PROBLEM DESCRIPTION:
Copy out the lines below with "Locate every instance of" swapped for "Find all occurrences of" everywhere it occurs, leaving everything else as it is. Leave the pictures out.

RECORDS SHOWN:

— Begin —

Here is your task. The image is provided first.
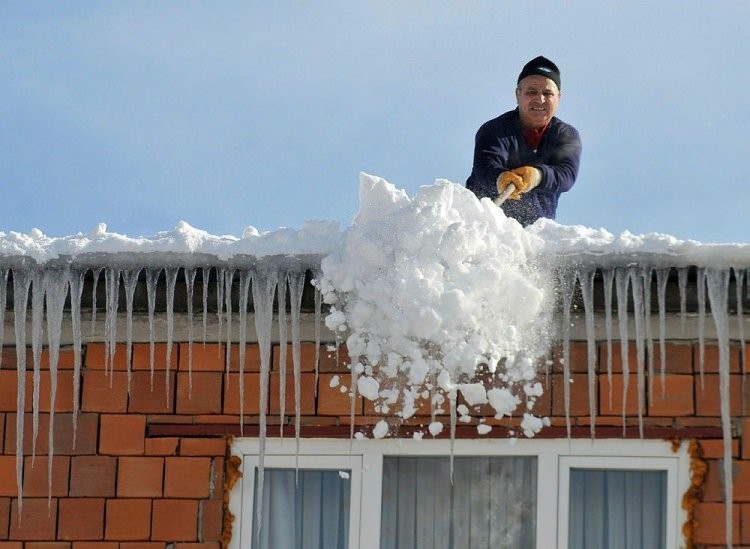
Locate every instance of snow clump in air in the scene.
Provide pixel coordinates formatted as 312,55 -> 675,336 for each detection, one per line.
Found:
316,174 -> 552,437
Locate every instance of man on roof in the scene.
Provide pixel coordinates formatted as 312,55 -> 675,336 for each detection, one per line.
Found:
466,56 -> 581,226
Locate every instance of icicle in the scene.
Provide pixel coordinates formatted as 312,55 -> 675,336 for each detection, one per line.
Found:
705,267 -> 734,549
104,267 -> 120,378
253,266 -> 278,530
237,269 -> 252,436
559,268 -> 576,439
216,268 -> 229,354
733,267 -> 747,416
289,270 -> 308,459
43,267 -> 70,507
122,267 -> 141,395
695,267 -> 706,391
70,269 -> 86,448
201,267 -> 210,347
164,267 -> 179,406
623,269 -> 648,438
615,268 -> 630,436
278,272 -> 289,439
31,269 -> 44,460
641,266 -> 655,398
183,268 -> 198,399
91,267 -> 104,337
677,267 -> 689,335
578,269 -> 596,440
13,269 -> 31,520
602,269 -> 615,408
656,267 -> 671,398
315,272 -> 323,398
0,269 -> 8,368
146,268 -> 161,392
223,269 -> 234,379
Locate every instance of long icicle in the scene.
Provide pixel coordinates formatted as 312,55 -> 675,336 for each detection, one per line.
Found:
578,269 -> 597,440
706,267 -> 734,549
615,267 -> 630,436
13,269 -> 32,512
70,269 -> 87,448
252,265 -> 278,536
43,267 -> 70,509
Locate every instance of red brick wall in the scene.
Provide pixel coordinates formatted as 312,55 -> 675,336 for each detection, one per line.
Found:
0,342 -> 750,549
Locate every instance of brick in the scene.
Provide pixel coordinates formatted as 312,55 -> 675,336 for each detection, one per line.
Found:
552,374 -> 596,417
180,437 -> 227,457
133,343 -> 180,372
104,499 -> 151,541
85,343 -> 128,371
274,342 -> 317,373
177,371 -> 224,414
38,370 -> 73,412
599,340 -> 638,373
23,456 -> 70,497
164,457 -> 211,498
704,342 -> 741,374
81,370 -> 128,413
117,457 -> 164,498
0,455 -> 18,497
151,499 -> 198,541
145,437 -> 180,456
318,373 -> 363,416
8,497 -> 57,541
648,374 -> 695,417
200,499 -> 224,541
179,343 -> 226,372
41,347 -> 75,370
318,345 -> 352,373
693,503 -> 740,545
599,372 -> 645,416
694,374 -> 742,416
269,372 -> 315,416
654,341 -> 693,374
57,498 -> 104,541
70,456 -> 117,497
5,413 -> 99,456
229,343 -> 260,373
224,374 -> 270,414
128,370 -> 175,414
0,498 -> 10,539
99,415 -> 146,456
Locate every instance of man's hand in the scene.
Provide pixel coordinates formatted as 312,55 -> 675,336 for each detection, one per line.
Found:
511,166 -> 542,193
497,172 -> 523,200
497,166 -> 542,200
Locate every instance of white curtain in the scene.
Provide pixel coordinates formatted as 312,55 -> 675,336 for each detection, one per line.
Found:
568,469 -> 667,549
252,468 -> 350,549
380,457 -> 537,549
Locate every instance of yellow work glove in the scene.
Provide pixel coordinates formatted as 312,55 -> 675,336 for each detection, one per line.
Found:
497,171 -> 524,200
511,166 -> 542,193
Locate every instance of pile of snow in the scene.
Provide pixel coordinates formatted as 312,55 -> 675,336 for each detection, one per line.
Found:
316,174 -> 553,436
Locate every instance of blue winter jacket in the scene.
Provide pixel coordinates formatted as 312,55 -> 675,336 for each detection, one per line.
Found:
466,109 -> 581,226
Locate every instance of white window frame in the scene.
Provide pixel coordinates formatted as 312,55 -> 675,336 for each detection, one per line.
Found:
229,438 -> 690,549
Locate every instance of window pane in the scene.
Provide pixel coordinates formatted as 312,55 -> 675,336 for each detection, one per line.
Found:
380,457 -> 537,549
568,469 -> 667,549
252,469 -> 350,549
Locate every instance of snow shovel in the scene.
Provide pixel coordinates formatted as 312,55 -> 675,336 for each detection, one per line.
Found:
494,183 -> 516,206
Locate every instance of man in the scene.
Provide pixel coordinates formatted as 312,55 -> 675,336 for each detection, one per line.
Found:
466,56 -> 581,226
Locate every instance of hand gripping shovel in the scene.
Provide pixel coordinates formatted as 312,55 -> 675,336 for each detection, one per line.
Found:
494,183 -> 516,206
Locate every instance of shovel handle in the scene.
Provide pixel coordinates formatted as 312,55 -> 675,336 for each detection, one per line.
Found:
495,183 -> 516,206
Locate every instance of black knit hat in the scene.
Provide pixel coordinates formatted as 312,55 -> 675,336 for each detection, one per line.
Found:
516,55 -> 560,90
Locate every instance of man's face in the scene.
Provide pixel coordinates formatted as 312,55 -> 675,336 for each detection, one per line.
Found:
516,74 -> 560,128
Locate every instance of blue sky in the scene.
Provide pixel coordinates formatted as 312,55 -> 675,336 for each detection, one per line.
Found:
0,0 -> 750,243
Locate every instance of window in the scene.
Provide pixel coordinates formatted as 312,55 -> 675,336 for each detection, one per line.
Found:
229,439 -> 689,549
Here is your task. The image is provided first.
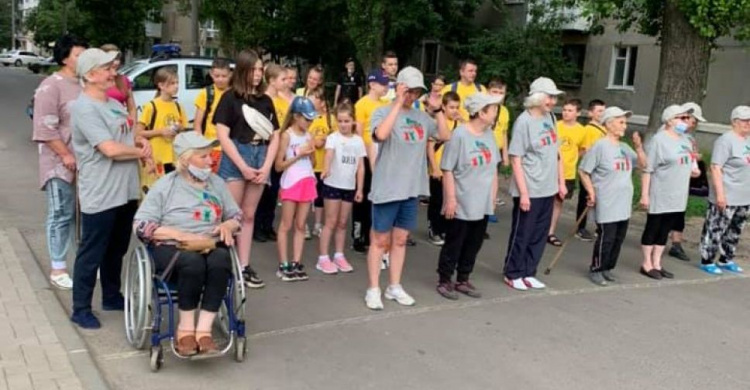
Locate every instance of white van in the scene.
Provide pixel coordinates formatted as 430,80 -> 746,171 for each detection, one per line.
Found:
120,57 -> 222,127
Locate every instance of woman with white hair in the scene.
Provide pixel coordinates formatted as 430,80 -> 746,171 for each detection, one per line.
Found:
700,106 -> 750,275
579,107 -> 646,286
133,131 -> 242,356
503,77 -> 567,291
641,105 -> 700,280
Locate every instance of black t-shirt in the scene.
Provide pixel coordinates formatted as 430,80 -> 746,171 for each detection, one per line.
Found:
336,72 -> 363,104
213,89 -> 279,144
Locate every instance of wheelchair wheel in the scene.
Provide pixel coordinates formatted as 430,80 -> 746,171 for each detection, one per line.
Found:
124,242 -> 152,349
216,247 -> 246,337
150,345 -> 164,372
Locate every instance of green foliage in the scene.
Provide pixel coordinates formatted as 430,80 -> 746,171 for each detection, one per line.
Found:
580,0 -> 750,42
25,0 -> 162,50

— End —

EXERCISE ANSWER:
Here is your task. The image is provided first.
Find all occurrences of snow clump in air in the scene.
Provide pixel coordinates formatted as 312,55 -> 675,336 for each detection, one per line.
Found:
316,174 -> 552,437
Find all occurrences of man on roof in the scene.
Provide pixel coordinates formatted as 312,55 -> 675,336 for each detection, one per line.
Found:
466,56 -> 581,226
Find all occurrences of icicle in the scene.
Provide pixel coordinates formatted as 312,55 -> 675,336 for each detection, one per line.
Found:
705,267 -> 734,549
104,267 -> 120,378
253,266 -> 278,530
237,269 -> 252,436
559,268 -> 576,439
216,268 -> 229,354
733,267 -> 747,416
289,270 -> 308,459
43,267 -> 70,507
122,267 -> 141,395
695,267 -> 706,391
70,269 -> 86,448
201,267 -> 210,347
164,267 -> 179,406
623,269 -> 648,438
615,268 -> 630,436
278,272 -> 289,439
31,269 -> 44,460
641,266 -> 655,398
183,268 -> 198,399
91,267 -> 104,337
677,267 -> 689,335
578,269 -> 596,440
13,269 -> 31,520
602,269 -> 615,408
656,267 -> 671,398
315,272 -> 323,398
0,269 -> 8,368
146,268 -> 161,392
223,269 -> 234,379
Find all occurrences of long icicle in the scene.
Provide pixel coordinates formatted as 312,55 -> 675,336 for each detection, one per line.
Found:
578,269 -> 597,440
706,267 -> 734,549
615,267 -> 630,436
13,269 -> 32,512
70,269 -> 87,448
252,265 -> 278,536
43,267 -> 70,509
Find all occurrences of red brick wall in the scene.
Provide pixel coordinates formatted as 312,55 -> 675,336 for each detection, one per line.
Found:
0,342 -> 750,549
Find all occurrences of brick in the scene.
Provide pixel coordinates formatted as 312,55 -> 675,336 for each detection, one per line.
Found:
552,374 -> 596,417
180,437 -> 227,457
133,343 -> 180,372
104,499 -> 151,541
85,343 -> 128,371
274,342 -> 317,373
177,371 -> 224,414
38,370 -> 73,412
599,340 -> 638,373
23,456 -> 70,497
164,457 -> 211,498
704,342 -> 741,374
81,370 -> 128,413
117,457 -> 164,498
0,455 -> 18,497
151,499 -> 198,541
145,437 -> 180,456
318,373 -> 363,416
8,497 -> 57,541
648,374 -> 695,417
200,499 -> 224,541
179,343 -> 226,372
41,347 -> 75,370
318,345 -> 352,373
693,503 -> 740,545
599,372 -> 645,416
694,374 -> 742,416
269,372 -> 315,416
654,341 -> 693,374
57,498 -> 104,541
70,456 -> 117,497
5,413 -> 99,456
229,343 -> 260,373
224,374 -> 270,414
128,370 -> 175,414
0,498 -> 10,539
99,415 -> 146,456
Find all occurrences of man's hand in the scene.
Provide pixel coordinates formatted as 312,55 -> 675,336 for each detection, one per line.
Found:
511,166 -> 542,193
497,172 -> 523,200
497,166 -> 542,200
Find all occurrences of white curtain in the scene.
Provide pixel coordinates formatted as 312,55 -> 675,336 for each detection, one per line.
Found:
568,469 -> 667,549
252,468 -> 350,549
380,457 -> 537,549
Find all occurrences of yellow work glove in the scene.
Provide pixel coordinates formatted as 312,55 -> 675,336 for each detection, one per line.
Found:
497,171 -> 524,200
511,166 -> 542,193
Find all occurrences of pile of snow in the scene.
Provide pixel coordinates formatted as 312,55 -> 675,336 for each detection, one per line.
Found:
316,174 -> 553,436
Find all occurrences of blue winter jacket in the scene.
Provide pixel coordinates formatted as 312,55 -> 675,336 for each detection, one per line.
Found:
466,109 -> 581,226
Find all occurrences of white window frame in the scene.
Provide pixel coordinates formatted as 312,55 -> 675,336 for each detection, one per line.
Found:
229,438 -> 690,549
Find all occurrences of window pane in the scene.
Provide pixel coordinates formatted as 312,55 -> 675,336 for each detection, one per line.
Found:
380,457 -> 537,549
568,469 -> 667,549
252,469 -> 350,549
Find all occurrences of snow shovel in the scene.
Provide pixel coordinates formatted as 312,55 -> 675,336 for each detection, one per line.
Found:
494,183 -> 516,206
Find all occurrences of man in the scene.
Provide pixel coordinates formatted as 312,55 -> 675,336 for each detection, one per line.
Found:
466,56 -> 581,226
Find all occurrences of hand gripping shovel in the scene.
Provide pixel coordinates formatted as 312,55 -> 675,336 for each detection, one per line.
Found:
494,183 -> 516,206
Find all occurrences of shovel handle in the scene.
Provide pixel coordinates formatted as 312,55 -> 675,336 for each detection, one per line.
Found:
495,183 -> 516,206
Find all occurrences of black knit hat in the scene.
Provide pixel coordinates formatted as 312,55 -> 675,336 for each detection, one per line.
Found:
516,55 -> 560,90
Find all occurrences of man's face in the scene.
Provide pixel coordinates formatted as 312,55 -> 675,336 for each detection, one per line.
Found:
516,74 -> 560,128
Find all occurrences of blue sky in the scene.
Provide pixel coordinates formatted as 312,55 -> 675,336 for each detection, one per line.
Found:
0,0 -> 750,243
Find all occurrences of window in the scene.
Provide pixel coordinates formatted as 312,55 -> 675,336 for each detection, one per line.
Found:
229,439 -> 689,549
Here is your task. The image is provided first.
Find all occurrences of white van in the scene.
Provide pixel coordinates formatted as 430,80 -> 746,171 for each detection, one per line.
Found:
120,57 -> 222,127
Find all occurrences of woman with white hair in the scene.
Provide pixel coordinates formatted as 430,80 -> 746,171 for each detection, one per line.
Found:
700,106 -> 750,275
579,107 -> 646,286
133,131 -> 242,356
503,77 -> 567,291
641,105 -> 700,280
Find all occurrences of black t-shirt in the scene.
Provide pixel coordinates formatted as 430,80 -> 746,171 for each detection, one per line.
Found:
336,72 -> 363,104
213,89 -> 279,144
Find all occurrences of wheelchair wheel in the scene.
Provide pixel coordinates formatted as 430,80 -> 746,171 for each detection, one per line.
Found:
124,242 -> 152,349
216,247 -> 246,337
150,345 -> 164,372
Find all occurrences of green foliage in the scene.
Provide pixel coordinates formatted as 430,80 -> 746,171 for each detection, one per line.
Found:
580,0 -> 750,42
25,0 -> 162,50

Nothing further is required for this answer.